Extract to read:
Saudi bombers were veterans of Tora Bora

Thursday, May 15, 2003

Saudi Arabia has encountered a new Al Qaida splinter group said to have directed a series of bombing attacks against Western targets in the kingdom.

The Islamic group is called Al Muwahidoun and is led by Saudi insurgents who fought with Al Qaida against the United States in the war in Afghanistan in 2001. Islamic sources said the group recruited Saudi nationals who had fled Afghanistan and returned to the kingdom over the last 18 months.

The three Al Muwahidoun leaders said in a communique that the Al Qaida splinter group of 19 Saudi fugitives participated in the battle at Tora Tora in Afghanistan in December 2001. U.S. Special Operations Forces attacked Al Qaida leader Osama Bin Laden and his forces in a network of caves in the Afghan mountains.

Al Muwahidoun is led by three Saudi nationals intent on establishing a group that would focus on Saudi Arabia, Middle East Newsline reported.

The Saudis were identified as Ali Bin Khadir Al Khadir, Nasser Bin Hamad Al Fahd and Ahmed Bin Hamoud Al Khaldi. On Tuesday, the three placed their names on a communique issued by a new Islamic faction called Al Mujahidoun Al Jazeera, or the "Holy Warriors of the [Arab] Peninsula."

Islamic sources said the Al Qaida attackers targeted U.S. defense personnel in the suicide attacks in Riyad. They said the explosives used reflected the expertise obtained in Al Qaida camps in eastern Afghanistan.

Exercise A:
In the article on the Saudi bombers, copy the passage between "Saudi Arabia has" and "the Afghan mountains.", inclusive, substituting "offshoot" for "splinter group".
Exercise B:
According to Islamic sources cited in the article on the Saudi bombers, whom did Al Muwahidoun recruit?
Exercise C:
Continue the article on the Saudi bombers from its final sentence.

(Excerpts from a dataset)
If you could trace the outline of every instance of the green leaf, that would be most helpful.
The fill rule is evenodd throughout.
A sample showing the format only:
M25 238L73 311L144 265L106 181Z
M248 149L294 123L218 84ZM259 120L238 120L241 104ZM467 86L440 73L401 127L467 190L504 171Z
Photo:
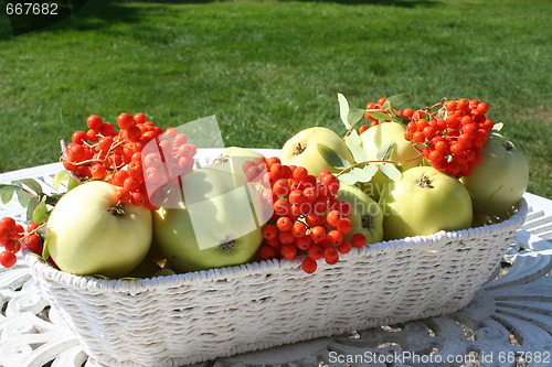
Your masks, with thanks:
M21 187L17 193L18 193L19 204L21 204L22 207L29 207L29 204L31 203L31 201L33 198L36 198L36 197L32 196L31 194L22 191Z
M67 191L72 191L76 186L79 186L81 183L76 181L75 179L70 179L70 182L67 183Z
M34 211L39 207L40 203L41 202L39 201L38 197L31 197L31 199L29 201L29 204L26 206L26 220L28 222L33 220Z
M396 142L393 140L385 141L378 151L378 154L375 154L375 159L378 161L389 161L391 154L393 154L393 151L395 150L395 147Z
M67 170L60 171L54 176L54 187L55 190L60 190L62 182L67 181L70 179Z
M339 181L348 185L354 185L358 182L357 177L349 172L338 175L338 179Z
M391 181L399 181L402 177L401 171L394 164L383 163L380 170Z
M21 180L18 180L17 182L31 188L34 193L36 193L38 196L43 194L42 186L40 185L40 183L36 182L36 180L21 179Z
M375 170L378 172L378 169ZM363 169L354 168L351 171L349 171L350 174L352 174L358 182L370 182L372 180L373 174L370 174L369 171L365 171Z
M371 117L373 117L374 119L380 120L380 121L391 120L391 117L388 114L382 112L382 111L369 109L367 112L368 112L368 115L370 115Z
M341 121L346 126L347 130L351 127L349 123L347 116L349 115L349 102L347 101L347 98L338 93L338 102L339 102L339 116L341 117Z
M396 109L402 109L406 107L407 105L412 104L414 100L414 96L407 93L400 93L396 95L393 95L385 100L385 104L383 105L385 108L396 108Z
M19 190L21 190L21 187L15 185L0 184L0 197L2 199L2 204L8 204L13 197L13 194Z
M360 145L362 140L360 140L357 130L352 130L351 134L346 138L344 142L347 144L347 148L349 148L349 150L351 151L354 162L368 161L368 154Z
M320 155L322 155L322 158L326 160L326 162L328 162L328 164L330 164L332 168L335 168L337 170L344 170L344 169L351 166L351 163L349 163L348 160L346 160L344 158L339 155L338 152L336 152L335 150L332 150L328 145L322 144L322 143L318 143L317 149L318 149L318 152L320 153Z
M367 171L367 173L373 177L380 169L375 164L367 164L362 168L362 171Z
M362 120L362 118L364 117L364 112L365 110L363 109L351 108L347 114L347 122L349 122L349 126L354 126L354 123Z
M44 223L47 220L50 213L47 211L46 204L41 202L39 206L33 211L33 220L34 223Z

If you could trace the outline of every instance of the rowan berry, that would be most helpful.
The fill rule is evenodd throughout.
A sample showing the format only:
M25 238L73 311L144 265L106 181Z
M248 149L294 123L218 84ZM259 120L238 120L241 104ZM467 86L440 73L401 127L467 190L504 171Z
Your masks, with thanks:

Reply A:
Saudi Arabia has encountered a new Al Qaida offshoot said to have directed a series of bombing attacks against Western targets in the kingdom.

The Islamic group is called Al Muwahidoun and is led by Saudi insurgents who fought with Al Qaida against the United States in the war in Afghanistan in 2001. Islamic sources said the group recruited Saudi nationals who had fled Afghanistan and returned to the kingdom over the last 18 months.

The three Al Muwahidoun leaders said in a communique that the Al Qaida offshoot of 19 Saudi fugitives participated in the battle at Tora Tora in Afghanistan in December 2001. U.S. Special Operations Forces attacked Al Qaida leader Osama Bin Laden and his forces in a network of caves in the Afghan mountains.

Reply B:
Saudi nationals who had fled Afghanistan and returned to the kingdom over the last 18 months.

Reply C:
Saudi intelligence chief Prince Nawaf Bin Abdul Aziz said the attacks in Riyad were planned and sponsored outside of Saudi Arabia. Nawaf told the Al Riyad daily that the CIA had warned the kingdom of an imminent Al Qaida attack. He said Saudi authorities quickly bolstered security measures.

Saudi officials have acknowledged Al Muwahidoun and said this was one of a series of Al Qaida splinter groups that emerged over the last year. The officials said Al Muwahidoun is believed connected to the Al Qaida cell of 19 insurgents being sought by Saudi authorities and believed responsible for the suicide bombing attacks on Western residential complexes on early Tuesday. Officials said 15 insurgents were involved in the attacks.

"The fact that the terrorism happened is an indication of shortcomings, and we have to learn from our mistakes and seek to improve our performance," Saudi Foreign Minister Prince Saud Al Faisal told a news conference on Wednesday.

In neighboring Kuwait, authorities also increased security measures, particularly along border checkpoints and around major facilities. Thousands of U.S. soldiers remain in the sheikdom although the military presence is expected to dwindle over the coming months.